Fortunately, two of our Forgotten Hits Readers DID send in THEIR reviews this week ... so I am now able to lead with those and then just offer some brief commentary of my own at the end of this piece.
Going in, you need to know two things ...
#1 - You're about to read some somewhat "mixed reviews" here ... but to me, that's one of the cool things about doing it this way.
And "B" (I just LOVE when people do it this way), you're going to find some SPOILERS ... so if you haven't seen the movie yet (or simply don't want to know), please be advised. (I will run a SPOILER ALERT headline where they appear so that at least you have the option to divert your eyes and skip over them.)
First up, Clark Besch:
Just a quick warning in advance ... I mention some things about this film, but I don't give much away about the story below. However, there ARE a few SPOILER ALERTS, so please be advised going in.
We went to see this film Sunday afternoon and let me tell you, it's pretty cool to step into 1969, even in an area I did not live near.
The music and KHJ airchecks blaring throughout was great to hear -- especially the obscure songs. The LENGTH of the soundtrack songs as used varied from about three words of Chad & Jeremy's "Paxton Quigley" to nearly the full songs of "Son of a Lovin' Man" and "Bring a Little Lovin'"!! The soundtrack list that Kent ran the other day does not include many other songs that played roles in the film.
For example, there was a 4th Raiders song and The Stones' "Out of Time" gets a long run as well ... as does the Mamas and Papas' "12:30." There is also a funny scene with "Snoopy Vs the Red Baron."
The Heaven Scent jingle is played and I love that little tune still after a million AM radio plays back then. Neil Diamond gets a couple of songs in the film.
The one song that did NOT fit the time frame was Joe Cocker's "The Letter," a 1970 hit.
Altho Buffy Sainte-Marie sang "The Circle Game" in the film, I believe Joni Mitchell's rendition would have been better for this film. Dee Clark gets an oldie play, but why not stick in "Light my Fire" or "My Little Red Book" instead?
KHJ's main Boss Radio jingle gets at least three plays along with the great DJs of the time, Robert W Morgan, Real Don Steele and Humble Harv (who I did not remember hearing when I saw this).
Without spoiling the movie plot, I would greatly suggest reading what happened in the 1969 Sharon Tate murders by the Manson clan. I only knew the basics, so it would have been much better, had I been "informed" on everything that happened. Where reality and fiction meet is sometimes hard to tell, as many things (like TV shows) were real life things.
They did a good job of finding actors who LOOKED like the actual people that were a part of the REAL Manson story. How about Joey Heatherton? She looked EXACTLY like her 1970 look. Michelle Phillips and Mama Cass get nice portrayals as well. Even the dog food dropped out of a can resembled the same muck we fed our cats in the same way in the 60's. I'm not even sure that the main character, a Rick Dalton, is even the MAIN character!
The gruesome part is truly gruesome, but I won't add anymore there.
The TV western the film's star is in is MUCH like any of the early 60's B&W shows like "Branded," "Rifleman," etc. There's TONS of cool TV traits, movie connections and various terms in the film dealing with the 60's, often underlying to be found by those who wish to dig in their memory banks. Also quite a few ironic twists, of which I probably missed many.

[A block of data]
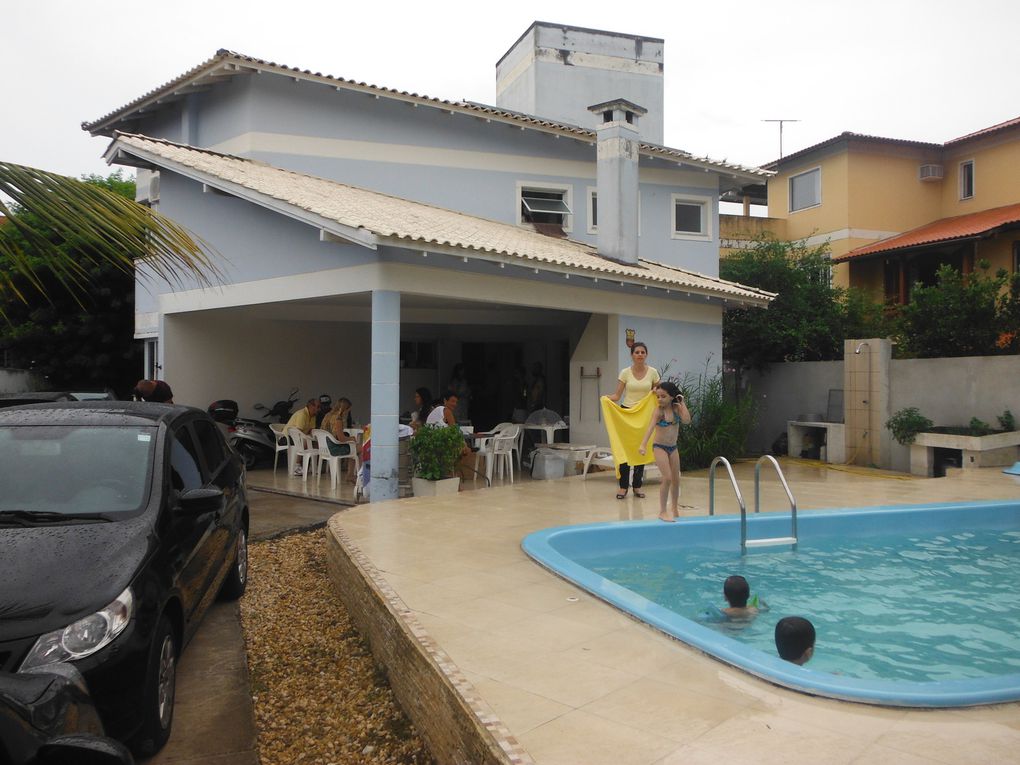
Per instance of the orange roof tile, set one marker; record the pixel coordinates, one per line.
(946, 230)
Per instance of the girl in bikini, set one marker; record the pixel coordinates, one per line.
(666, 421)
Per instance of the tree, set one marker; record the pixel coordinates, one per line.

Job 1:
List the KHJ DJs that the movie review names.
Job 2:
According to the movie review, which song did not fit the film's time frame?
Job 3:
Write the next part of the movie review, picking up right after its last sentence.

Exercise result 1:
Robert W Morgan, Real Don Steele, Humble Harv

Exercise result 2:
Joe Cocker's "The Letter," a 1970 hit.

Exercise result 3:
The songs were fit in nicely to what was happening in the story, such as "Out of Time" and "Straight Shooter." By the end, I was almost thinking some things were done on purpose, but they may have been invented in MY mind and may NOT have been anything intended. It was like the Paul is Dead clue syndrome! Was it just me or did the film's director play KHJ AM radio throughout the film, yet late when things took a turn, you see a radio dial being turned on the FM dial with Vanilla Fudge playing "You Keep Me Hanging On." Was this the subliminal ending of AM radio to FM? Was I just imagining things? Naming one of the girls "Pussycat" was a bit like "Hell's Angels on Wheels," who I believe had a girl with the name "Mattress back."
One great thing with the film was the use of REAL records and the characters playing records that actually were the correct labels for the time (Raiders on Columbia and Mamas & Papas Dunhill.) I see why Paul Revere & the Raiders were throughout the film now. Of course, Terry Melcher produced these songs and he was the one to NOT give Manson his recording chance that led to ... whatever happens in the film (or doesn't.)
It's funny but the TV show being watched by "the ranch gang" was the Raiders' Saturday afternoon bandstand show, "It's Happening" (complete with the correct theme being played), while in the supposed targeted ill-fated house, their "Something Happening" album is played, featuring music included on that album. Kind of a cool twist. You won't see cassette decks or 8 tracks blaring, but you WILL hear AM radio's glory days and music from reel to reels, which I enjoyed immensely.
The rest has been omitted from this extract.